--- MATERIAL PROVIDED Enclosed Below ---
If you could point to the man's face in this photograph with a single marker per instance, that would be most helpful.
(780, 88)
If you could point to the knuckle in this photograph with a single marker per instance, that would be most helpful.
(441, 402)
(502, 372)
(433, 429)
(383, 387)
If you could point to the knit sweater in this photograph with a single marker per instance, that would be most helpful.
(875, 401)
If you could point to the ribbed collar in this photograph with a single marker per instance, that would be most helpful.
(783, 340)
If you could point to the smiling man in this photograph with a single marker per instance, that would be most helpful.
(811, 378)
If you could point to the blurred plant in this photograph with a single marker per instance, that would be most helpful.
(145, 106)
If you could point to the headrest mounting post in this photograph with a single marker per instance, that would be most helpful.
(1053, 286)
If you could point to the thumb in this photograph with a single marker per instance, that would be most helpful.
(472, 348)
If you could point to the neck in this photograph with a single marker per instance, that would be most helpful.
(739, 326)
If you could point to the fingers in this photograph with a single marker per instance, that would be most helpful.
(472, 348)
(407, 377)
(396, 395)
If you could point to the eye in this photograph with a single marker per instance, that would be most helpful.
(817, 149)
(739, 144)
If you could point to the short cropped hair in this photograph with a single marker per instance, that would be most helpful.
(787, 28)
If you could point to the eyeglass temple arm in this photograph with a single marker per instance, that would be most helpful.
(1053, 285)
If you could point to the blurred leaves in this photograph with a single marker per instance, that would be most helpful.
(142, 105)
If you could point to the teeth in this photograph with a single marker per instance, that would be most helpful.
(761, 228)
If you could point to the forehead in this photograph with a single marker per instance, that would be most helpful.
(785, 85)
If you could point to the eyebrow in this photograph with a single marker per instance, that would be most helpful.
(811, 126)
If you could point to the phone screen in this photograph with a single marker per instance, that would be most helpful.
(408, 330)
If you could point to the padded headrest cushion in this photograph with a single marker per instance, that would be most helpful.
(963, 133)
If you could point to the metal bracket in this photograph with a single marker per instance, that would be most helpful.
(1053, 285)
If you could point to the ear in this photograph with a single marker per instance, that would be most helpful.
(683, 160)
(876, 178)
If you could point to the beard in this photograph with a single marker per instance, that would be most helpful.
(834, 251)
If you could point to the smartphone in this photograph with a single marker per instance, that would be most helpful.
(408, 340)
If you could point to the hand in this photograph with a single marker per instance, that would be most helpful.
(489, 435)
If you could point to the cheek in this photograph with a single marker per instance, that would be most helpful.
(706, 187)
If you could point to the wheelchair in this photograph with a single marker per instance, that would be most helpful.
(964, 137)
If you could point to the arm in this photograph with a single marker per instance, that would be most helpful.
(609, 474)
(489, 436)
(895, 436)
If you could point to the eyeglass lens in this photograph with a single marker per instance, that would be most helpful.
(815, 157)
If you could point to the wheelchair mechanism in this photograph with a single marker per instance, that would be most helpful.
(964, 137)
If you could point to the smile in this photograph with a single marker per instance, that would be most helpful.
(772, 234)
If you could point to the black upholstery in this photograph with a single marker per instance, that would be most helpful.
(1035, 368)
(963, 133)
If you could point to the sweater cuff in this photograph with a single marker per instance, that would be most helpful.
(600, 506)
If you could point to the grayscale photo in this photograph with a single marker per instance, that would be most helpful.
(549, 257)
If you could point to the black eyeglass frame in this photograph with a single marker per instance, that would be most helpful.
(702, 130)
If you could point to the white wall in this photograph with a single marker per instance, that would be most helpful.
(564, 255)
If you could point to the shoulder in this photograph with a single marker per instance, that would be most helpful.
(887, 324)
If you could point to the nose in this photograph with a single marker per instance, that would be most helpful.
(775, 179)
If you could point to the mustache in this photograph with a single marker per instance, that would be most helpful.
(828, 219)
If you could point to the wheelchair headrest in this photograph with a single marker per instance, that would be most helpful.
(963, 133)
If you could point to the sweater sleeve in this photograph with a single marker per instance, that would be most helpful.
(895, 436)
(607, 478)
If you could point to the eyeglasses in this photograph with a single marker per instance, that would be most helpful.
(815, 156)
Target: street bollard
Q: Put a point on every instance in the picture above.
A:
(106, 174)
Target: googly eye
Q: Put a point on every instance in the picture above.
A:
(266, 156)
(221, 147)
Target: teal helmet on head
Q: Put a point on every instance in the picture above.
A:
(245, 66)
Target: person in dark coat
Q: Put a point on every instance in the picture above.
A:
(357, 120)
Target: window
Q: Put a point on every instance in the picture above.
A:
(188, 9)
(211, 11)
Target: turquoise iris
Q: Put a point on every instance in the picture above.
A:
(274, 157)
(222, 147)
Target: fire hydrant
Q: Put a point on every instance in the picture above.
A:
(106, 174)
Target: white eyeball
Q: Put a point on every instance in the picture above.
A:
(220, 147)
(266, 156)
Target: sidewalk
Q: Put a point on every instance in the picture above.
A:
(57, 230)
--- End of Enclosed MATERIAL PROVIDED ---
▶ _PROBLEM DESCRIPTION_: Copy each line of the material exactly as shown.

▶ _ANSWER TO THIS EXERCISE_:
If you could point to the man's face in this photograph with a single marker per instance, that would be most helpful.
(780, 88)
If you could point to the knuckle in this photograph with a single marker per instance, that would be most helpful.
(441, 402)
(502, 372)
(433, 429)
(383, 387)
If you could point to the knit sweater in this photograph with a single marker per instance, that would be most helpful.
(875, 401)
If you could point to the ribbed collar in this photograph with a single marker per instance, that would be most helpful.
(783, 340)
If you could point to the smiling man in this photograph with a single marker per instance, that would be most helpful.
(811, 378)
If you could point to the blurred plant in this photograph with a single marker per instance, that would be most helpful.
(145, 106)
If you could point to the headrest mounting post in this photograph with a single marker per instance, that would be most helpful.
(1053, 286)
If you could point to the thumb in this photograph with a single marker per instance, that would be most helpful.
(472, 348)
If you could point to the neck in this photograph with a single marker per instance, that would be most helpful.
(739, 326)
If you could point to the fingers in this photograph with a single marker per instance, that would be most helpful.
(472, 348)
(407, 377)
(396, 395)
If you could point to the eye in this photograph with a single marker per instance, that would be most helpful.
(817, 149)
(739, 144)
If you could point to the short cropped hair in this photograph with a single marker per instance, that would be most helpful.
(787, 28)
If you could point to the eyeglass temple arm in this photograph with a single marker per instance, that would be most helpful.
(1053, 285)
If you could point to the blurred leaves in this photograph with a single marker per instance, that would be most helpful.
(142, 105)
If you could point to the teeth in this photograph with a single marker per instance, that would be most helpful.
(761, 228)
If you could point to the forehead in this photograph with a single marker per instance, that would be most helpful.
(785, 85)
If you could point to the eyebrow in this photograph with a single marker per instance, that would be most helpful.
(811, 126)
If you could point to the phone screen in this photograph with a single marker per instance, that would be most helpful.
(408, 330)
If you could point to the padded headrest cushion in this photograph with a single marker per instance, that would be most helpful.
(963, 133)
If you could point to the metal bracket in this photograph with a single marker per instance, that would be most helpful.
(1053, 285)
If you could point to the ear in this photograph with a single marker per instance, that would be most helpful.
(683, 160)
(876, 178)
If you could point to the beard in this photograph with a single marker per instance, that would be most helpful.
(834, 251)
If you could point to the smartphone in this photograph with a single marker per instance, that would be most helpful.
(408, 340)
If you could point to the hand in this photograph with a single marker per instance, that would be most helpful.
(489, 435)
If you could point to the cheek in this photograph with a single marker per instance, that would be most helpful.
(706, 187)
If you could point to the wheelchair in this photograph with a single marker per instance, that would be most helpful.
(964, 137)
If you could point to the arm in this photograph with a single marker per instance, that would be most helpful.
(609, 474)
(489, 436)
(895, 436)
If you could point to the eyeglass lens in this photograph with a single marker per instance, that would be most helpful.
(815, 157)
If you could point to the wheelchair mechanism in this photograph with a single marker per instance, that would be most helpful.
(964, 137)
If you could point to the smile in this photograph with a single marker per instance, that would be most helpful.
(772, 234)
If you could point to the black upholstery in this photograph with a single marker per instance, that would be most helpful.
(1035, 368)
(963, 133)
If you could point to the sweater cuff in this photograph with a single marker per instance, that would be most helpful.
(600, 506)
If you could point to the grayscale photo in this photograph with a single marker per instance, that would be most helpful.
(549, 257)
If you could point to the black eyeglass frame in this photograph with a single marker per instance, that would be most helpful.
(702, 130)
If you could point to the white wall in this photograph with a single marker per instance, that would be most helpful.
(564, 255)
If you could point to the shoulder in this photograph with a single marker per instance, that would be most helpful.
(887, 324)
If you could point to the nose in this photograph with a single marker per instance, that would be most helpful.
(775, 179)
If you could point to the mustache in this photograph with a single marker per instance, that would be most helpful.
(828, 219)
If you could point to the wheelchair headrest in this photograph with a single marker per instance, that would be most helpful.
(963, 133)
If you could point to the sweater sleeve in this photograph with a single marker per instance, that would be most helpful.
(895, 436)
(607, 478)
If you could point to the eyeglasses in this photograph with a single marker per instance, that would be most helpful.
(815, 156)
Target: street bollard
Q: Put a point on every instance in the picture above.
A:
(106, 174)
Target: googly eye
Q: Put a point on every instance in the picture above.
A:
(266, 156)
(221, 147)
Target: teal helmet on head
Q: Put a point on every instance in the picture above.
A:
(245, 66)
Target: person in dark coat
Q: Put a point on every instance in the picture above.
A:
(357, 120)
Target: window
Q: Put a point on every instance in the picture above.
A:
(188, 9)
(211, 11)
Target: turquoise iris
Q: Put a point on every instance in the picture above.
A:
(274, 157)
(222, 147)
Target: fire hydrant
Q: Put a point on every instance in the picture above.
A:
(106, 174)
Target: white eyeball
Q: Put a point on every instance in the picture above.
A:
(220, 147)
(266, 156)
Target: sidewalk
Q: Put a point on every instance in the picture above.
A:
(57, 230)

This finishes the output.